[Object point labels]
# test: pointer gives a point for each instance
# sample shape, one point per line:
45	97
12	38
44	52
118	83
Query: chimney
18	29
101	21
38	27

Goal of the exercise »
Recast all the entries above as a Markdown table with the columns "Row" and "Line", numbering each non-blank line in order and omitting blank lines.

Solved exercise »
| Row | Line |
|---|---|
| 1 | # test: pointer gives a point for each instance |
| 2 | # sample shape, one point per line: |
| 3 | 45	97 |
| 4 | 12	38 |
| 5 | 44	52 |
| 6 | 118	83 |
| 7 | Query: chimney |
| 8 | 18	29 |
| 9 | 101	21 |
| 10 | 38	27 |